Huawei is a case in point. The company has skyrocketed in popularity, from a company no one in the West could even pronounce the name of a few years ago, to a household name in mobile devices in a number of markets outside of Asia. Huawei is now the world’s third largest smartphone manufacturer behind Samsung and Apple, who have held the top two spots since 2011.
The Nexus 6P, Huawei P9, Mate 9 and Huawei Watch have become synonymous with the very best China has to offer. Huawei’s design styling and premium build quality has increasingly helped the company stand out from the Chinese pack. It’s the undeniable quality of Huawei’s products that has helped it appeal to Western audiences in Europe, even if the company still has a long way to go in the U.S..
Huawei, OPPO and Vivo
Back in China, Huawei has the largest market share with 16.4 percent, but its position at the top is increasingly under threat from some equally skyrocketing rivals like OPPO and Vivo. Huawei has the safety net of network infrastructure and chipset manufacture for its own devices to rely on, but even that can’t insulate it completely from local handset competition.
In 2015, Huawei went from sharing second spot in China with Apple (behind Xiaomi), to a comfortable first place position in 2016 with OPPO and Vivo in second and third place respectively. Huawei reports its shipments grew by 30 percent and its revenue by a staggering 50 percent. But even as Huawei has grown impressively in the last year, OPPO and Vivo have grown exponentially faster.
In a year where smartphone market growth was restricted to dingle digits globally, OPPO doubled its Chinese market share in 2016 (from 7.8 percent to 15.5 percent) on the back of the insanely popular OPPO R9. In fact, the R9 was the single most popular device in the country in 2016, selling twice the volume as its closest rival, the Apple iPhone 6s.
Vivo enjoyed an only slightly lower level of growth, scooping 13.9 percent of the local market from just 8.4 percent the year before. If the success of Huawei and Xiaomi in years past has taught us anything, it’s that local success breeds international ambitions. We may still be waiting for the rest of Xiaomi’s global rollout to occur, but the company’s U.S. plans have been public for some time now.
Following that logic, and the very real possibility that Huawei will be toppled in the domestic market this year, it would be strange if we didn’t see expansionist goals from both OPPO and Vivo. They too may take a few years to happen, but I’d be very surprised not to see a Western mobile landscape with an increasing number of Chinese names in years to come.
■ ■ ■ ■ ■
SET TASKS |
1. In the text on Chinese smartphone makers, which device was the single most popular in China in 2016?
2. Rewrite the paragraph of the text on Chinese smartphone makers that begins "In 2015, Huawei went from sharing second spot" as a short bulleted list that keeps its main facts.

Photo-based point labeling data:
■ ■ ■ ■ ■
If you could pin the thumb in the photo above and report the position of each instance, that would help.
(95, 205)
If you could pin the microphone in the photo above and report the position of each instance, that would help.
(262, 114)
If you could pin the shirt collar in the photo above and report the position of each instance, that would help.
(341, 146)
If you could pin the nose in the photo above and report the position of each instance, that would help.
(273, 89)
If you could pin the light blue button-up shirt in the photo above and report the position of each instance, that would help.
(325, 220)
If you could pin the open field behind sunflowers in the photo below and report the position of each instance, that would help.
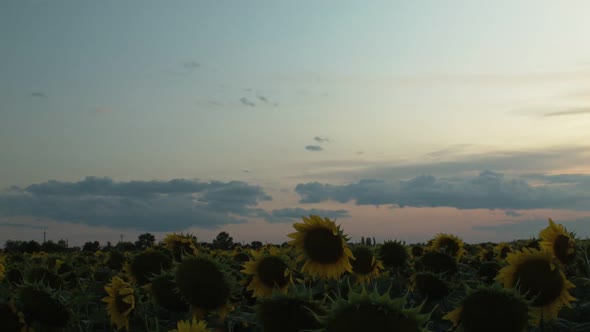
■ ■ ■ ■ ■
EXERCISE ANSWERS |
1. The OPPO R9.

2.
- 2015: Huawei shared second place in China with Apple, behind Xiaomi.
- 2016: Huawei moved to first place, with OPPO second and Vivo third.
- Huawei reports shipment growth of 30 percent and revenue growth of 50 percent.
- OPPO and Vivo grew exponentially faster than Huawei.